Written instruction -> Put the items below into a two-column CSV with the columns text and answer, one row per item, placing each value in a single quoted field with its line breaks replaced by spaces. Begin at the start of the items and stop after the line that contains "pixel 675 274".

(Items from a dataset)
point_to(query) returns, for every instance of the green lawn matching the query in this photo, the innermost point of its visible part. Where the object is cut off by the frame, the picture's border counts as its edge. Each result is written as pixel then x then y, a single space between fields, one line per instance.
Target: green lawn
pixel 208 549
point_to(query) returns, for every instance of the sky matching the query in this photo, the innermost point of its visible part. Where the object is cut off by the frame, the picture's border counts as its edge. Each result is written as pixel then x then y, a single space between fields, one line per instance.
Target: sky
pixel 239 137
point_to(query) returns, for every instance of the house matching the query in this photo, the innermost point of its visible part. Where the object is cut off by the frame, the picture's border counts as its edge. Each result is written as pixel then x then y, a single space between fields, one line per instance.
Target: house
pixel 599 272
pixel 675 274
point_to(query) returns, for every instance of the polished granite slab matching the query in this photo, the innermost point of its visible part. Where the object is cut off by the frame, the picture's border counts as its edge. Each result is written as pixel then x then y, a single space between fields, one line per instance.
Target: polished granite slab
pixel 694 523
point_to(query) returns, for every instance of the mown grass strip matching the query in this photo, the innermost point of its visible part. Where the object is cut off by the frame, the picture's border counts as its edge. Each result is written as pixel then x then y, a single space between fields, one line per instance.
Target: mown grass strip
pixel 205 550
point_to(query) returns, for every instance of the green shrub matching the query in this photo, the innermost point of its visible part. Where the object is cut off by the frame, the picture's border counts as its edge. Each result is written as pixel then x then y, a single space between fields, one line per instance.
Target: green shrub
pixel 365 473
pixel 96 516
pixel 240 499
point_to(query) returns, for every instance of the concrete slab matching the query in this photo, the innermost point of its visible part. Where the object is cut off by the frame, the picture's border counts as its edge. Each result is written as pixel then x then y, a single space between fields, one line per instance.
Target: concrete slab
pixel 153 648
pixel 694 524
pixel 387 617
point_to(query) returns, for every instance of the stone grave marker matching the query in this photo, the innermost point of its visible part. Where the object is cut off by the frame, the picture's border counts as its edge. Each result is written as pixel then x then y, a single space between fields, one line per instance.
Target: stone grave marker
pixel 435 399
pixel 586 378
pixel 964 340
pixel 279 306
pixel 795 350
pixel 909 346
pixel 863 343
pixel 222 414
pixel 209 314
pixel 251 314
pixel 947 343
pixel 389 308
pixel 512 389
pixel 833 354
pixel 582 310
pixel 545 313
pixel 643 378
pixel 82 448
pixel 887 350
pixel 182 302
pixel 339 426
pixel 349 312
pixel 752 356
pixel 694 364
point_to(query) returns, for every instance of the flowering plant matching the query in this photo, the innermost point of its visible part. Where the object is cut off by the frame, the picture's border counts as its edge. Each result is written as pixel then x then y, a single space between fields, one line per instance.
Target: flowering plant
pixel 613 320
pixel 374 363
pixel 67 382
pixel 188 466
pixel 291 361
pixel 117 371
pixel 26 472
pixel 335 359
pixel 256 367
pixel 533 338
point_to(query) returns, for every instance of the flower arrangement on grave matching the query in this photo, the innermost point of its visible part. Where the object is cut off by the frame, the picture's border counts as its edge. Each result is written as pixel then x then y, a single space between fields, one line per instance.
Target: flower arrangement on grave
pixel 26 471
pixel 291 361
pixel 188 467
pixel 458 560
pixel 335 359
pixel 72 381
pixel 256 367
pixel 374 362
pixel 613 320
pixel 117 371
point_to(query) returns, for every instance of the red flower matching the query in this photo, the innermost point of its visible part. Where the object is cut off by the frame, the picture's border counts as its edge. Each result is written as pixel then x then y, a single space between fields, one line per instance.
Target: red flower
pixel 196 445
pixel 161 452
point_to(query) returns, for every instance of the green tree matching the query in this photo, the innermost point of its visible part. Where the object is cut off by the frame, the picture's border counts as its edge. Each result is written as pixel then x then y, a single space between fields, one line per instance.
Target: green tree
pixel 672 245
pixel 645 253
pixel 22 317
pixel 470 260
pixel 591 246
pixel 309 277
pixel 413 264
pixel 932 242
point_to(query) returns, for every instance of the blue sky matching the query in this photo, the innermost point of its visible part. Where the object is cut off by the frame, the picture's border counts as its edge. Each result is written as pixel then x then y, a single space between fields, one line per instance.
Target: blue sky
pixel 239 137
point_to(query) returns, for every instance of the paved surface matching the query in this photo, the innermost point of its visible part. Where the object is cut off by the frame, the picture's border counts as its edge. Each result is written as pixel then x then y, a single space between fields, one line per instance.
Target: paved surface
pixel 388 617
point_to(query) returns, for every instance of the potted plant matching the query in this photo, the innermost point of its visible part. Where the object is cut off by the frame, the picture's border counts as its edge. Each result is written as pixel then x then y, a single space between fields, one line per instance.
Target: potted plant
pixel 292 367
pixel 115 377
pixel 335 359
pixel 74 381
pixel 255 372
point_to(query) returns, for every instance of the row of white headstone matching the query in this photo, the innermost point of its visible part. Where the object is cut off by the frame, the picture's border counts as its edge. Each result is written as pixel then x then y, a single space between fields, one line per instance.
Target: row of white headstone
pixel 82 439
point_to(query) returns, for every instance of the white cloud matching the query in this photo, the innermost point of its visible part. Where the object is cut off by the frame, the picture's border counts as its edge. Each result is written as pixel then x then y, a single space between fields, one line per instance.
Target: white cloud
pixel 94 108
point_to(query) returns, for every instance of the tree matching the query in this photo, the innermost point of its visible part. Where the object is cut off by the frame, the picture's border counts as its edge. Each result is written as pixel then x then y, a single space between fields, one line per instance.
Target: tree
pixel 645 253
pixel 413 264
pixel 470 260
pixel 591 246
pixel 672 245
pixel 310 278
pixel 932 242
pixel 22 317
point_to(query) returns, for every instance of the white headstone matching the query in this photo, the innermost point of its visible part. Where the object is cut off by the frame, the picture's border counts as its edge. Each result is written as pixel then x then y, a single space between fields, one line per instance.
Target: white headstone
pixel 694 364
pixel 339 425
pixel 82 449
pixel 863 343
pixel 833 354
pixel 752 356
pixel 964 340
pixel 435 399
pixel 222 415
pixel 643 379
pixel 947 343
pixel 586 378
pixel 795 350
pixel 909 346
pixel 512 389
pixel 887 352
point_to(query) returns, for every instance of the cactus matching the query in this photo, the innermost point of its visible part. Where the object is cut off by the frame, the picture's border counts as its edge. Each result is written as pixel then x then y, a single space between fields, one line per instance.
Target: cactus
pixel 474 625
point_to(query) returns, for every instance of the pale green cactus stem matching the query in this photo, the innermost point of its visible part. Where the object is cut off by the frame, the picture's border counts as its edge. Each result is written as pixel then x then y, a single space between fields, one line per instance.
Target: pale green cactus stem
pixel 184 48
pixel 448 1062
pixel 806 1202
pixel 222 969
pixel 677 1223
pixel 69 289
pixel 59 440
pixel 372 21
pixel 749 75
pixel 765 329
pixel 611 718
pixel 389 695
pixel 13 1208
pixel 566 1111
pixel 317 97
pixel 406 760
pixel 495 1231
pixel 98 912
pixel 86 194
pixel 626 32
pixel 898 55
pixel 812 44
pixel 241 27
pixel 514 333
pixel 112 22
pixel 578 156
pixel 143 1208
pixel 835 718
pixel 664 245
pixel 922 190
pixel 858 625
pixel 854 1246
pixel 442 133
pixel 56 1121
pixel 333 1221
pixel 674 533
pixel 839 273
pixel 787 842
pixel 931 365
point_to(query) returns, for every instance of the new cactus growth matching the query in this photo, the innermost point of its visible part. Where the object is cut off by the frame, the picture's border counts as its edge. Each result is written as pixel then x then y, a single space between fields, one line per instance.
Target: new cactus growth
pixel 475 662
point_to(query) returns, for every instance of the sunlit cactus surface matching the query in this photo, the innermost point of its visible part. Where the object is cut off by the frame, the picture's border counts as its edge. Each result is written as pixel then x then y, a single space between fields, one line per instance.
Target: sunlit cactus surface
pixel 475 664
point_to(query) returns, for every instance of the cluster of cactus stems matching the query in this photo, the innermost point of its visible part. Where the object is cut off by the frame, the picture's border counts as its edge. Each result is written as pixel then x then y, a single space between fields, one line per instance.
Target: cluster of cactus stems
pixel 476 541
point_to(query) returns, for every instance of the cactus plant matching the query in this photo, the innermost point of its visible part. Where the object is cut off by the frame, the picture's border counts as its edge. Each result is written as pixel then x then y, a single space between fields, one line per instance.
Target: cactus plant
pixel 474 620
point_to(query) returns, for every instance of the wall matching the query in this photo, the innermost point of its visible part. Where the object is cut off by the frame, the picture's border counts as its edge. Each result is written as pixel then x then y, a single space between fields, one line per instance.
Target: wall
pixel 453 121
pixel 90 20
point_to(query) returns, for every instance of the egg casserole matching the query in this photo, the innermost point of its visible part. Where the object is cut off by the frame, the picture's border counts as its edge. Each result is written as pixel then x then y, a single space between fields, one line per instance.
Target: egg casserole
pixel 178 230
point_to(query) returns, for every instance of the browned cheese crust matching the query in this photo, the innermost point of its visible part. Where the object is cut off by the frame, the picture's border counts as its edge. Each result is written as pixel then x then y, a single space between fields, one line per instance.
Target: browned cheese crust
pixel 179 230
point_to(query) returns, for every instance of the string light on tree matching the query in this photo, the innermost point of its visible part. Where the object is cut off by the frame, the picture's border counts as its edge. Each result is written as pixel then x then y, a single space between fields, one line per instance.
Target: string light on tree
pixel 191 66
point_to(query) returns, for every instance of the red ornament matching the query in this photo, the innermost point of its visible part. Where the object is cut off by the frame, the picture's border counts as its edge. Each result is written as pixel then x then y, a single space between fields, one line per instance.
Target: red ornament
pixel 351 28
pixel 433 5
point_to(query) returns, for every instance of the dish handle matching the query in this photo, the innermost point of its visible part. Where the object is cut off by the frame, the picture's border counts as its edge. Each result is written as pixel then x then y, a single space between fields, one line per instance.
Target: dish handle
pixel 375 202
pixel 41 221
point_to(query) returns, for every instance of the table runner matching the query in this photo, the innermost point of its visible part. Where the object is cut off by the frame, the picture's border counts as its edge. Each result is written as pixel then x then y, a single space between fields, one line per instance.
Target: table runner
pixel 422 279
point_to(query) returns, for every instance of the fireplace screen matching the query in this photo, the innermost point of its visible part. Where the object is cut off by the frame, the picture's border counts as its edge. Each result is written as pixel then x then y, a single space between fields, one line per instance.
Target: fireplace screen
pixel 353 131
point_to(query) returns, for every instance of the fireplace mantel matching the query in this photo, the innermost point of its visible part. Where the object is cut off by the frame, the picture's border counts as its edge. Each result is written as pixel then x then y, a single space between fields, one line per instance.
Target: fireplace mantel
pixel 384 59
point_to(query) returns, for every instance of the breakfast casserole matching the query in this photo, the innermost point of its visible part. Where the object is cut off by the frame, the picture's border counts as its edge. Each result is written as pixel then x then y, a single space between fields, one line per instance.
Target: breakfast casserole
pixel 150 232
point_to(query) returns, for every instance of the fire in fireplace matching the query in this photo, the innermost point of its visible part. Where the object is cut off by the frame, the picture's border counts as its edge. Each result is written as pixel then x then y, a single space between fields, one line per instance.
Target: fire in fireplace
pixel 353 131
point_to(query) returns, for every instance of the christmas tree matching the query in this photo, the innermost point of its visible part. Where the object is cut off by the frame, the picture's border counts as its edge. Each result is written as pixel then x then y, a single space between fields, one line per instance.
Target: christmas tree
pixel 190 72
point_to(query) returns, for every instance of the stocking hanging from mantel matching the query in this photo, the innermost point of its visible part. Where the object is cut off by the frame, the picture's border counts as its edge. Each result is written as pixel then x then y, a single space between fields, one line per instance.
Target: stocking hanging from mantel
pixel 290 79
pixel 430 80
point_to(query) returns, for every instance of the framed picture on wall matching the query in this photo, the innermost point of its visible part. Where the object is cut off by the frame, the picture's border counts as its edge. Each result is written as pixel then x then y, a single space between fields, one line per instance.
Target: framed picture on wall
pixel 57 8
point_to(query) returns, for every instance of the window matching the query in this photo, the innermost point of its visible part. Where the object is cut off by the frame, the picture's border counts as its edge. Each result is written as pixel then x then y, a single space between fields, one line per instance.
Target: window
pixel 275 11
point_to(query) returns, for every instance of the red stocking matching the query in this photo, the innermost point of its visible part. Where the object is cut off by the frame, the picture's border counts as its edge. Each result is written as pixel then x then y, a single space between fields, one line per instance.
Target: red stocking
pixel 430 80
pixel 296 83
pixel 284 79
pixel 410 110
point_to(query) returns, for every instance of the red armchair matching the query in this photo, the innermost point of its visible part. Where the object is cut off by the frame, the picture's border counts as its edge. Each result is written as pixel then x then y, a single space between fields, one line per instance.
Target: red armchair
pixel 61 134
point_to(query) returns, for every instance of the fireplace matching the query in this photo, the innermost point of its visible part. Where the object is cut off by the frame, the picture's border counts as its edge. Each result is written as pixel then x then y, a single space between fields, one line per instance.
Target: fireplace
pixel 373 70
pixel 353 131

Solution to the problem ->
text,answer
"point_to(query) returns, for every instance of the green lawn matching the query in this photo, the innermost point of its visible part. Where the object is cut off by the frame, the picture's border counts as its edge. Each result is written as pixel then x then y, a single space between fields, one line per instance. Target: green lawn","pixel 208 549"
"point_to(query) returns, for every instance of the sky matching the query in this photo, the innermost point of its visible part. Where the object is cut off by the frame, the picture's border counts as its edge. Each result is written as pixel then x then y, a single space between fields, one line per instance. Target: sky","pixel 239 137"
"point_to(query) returns, for every instance of the house matching the query in this photo, the innermost point of its visible part. Where the object is cut off by the frame, the picture's border counts as its edge. Each result is written as pixel then x then y, a single space between fields, one line per instance. Target: house","pixel 599 272 pixel 675 274"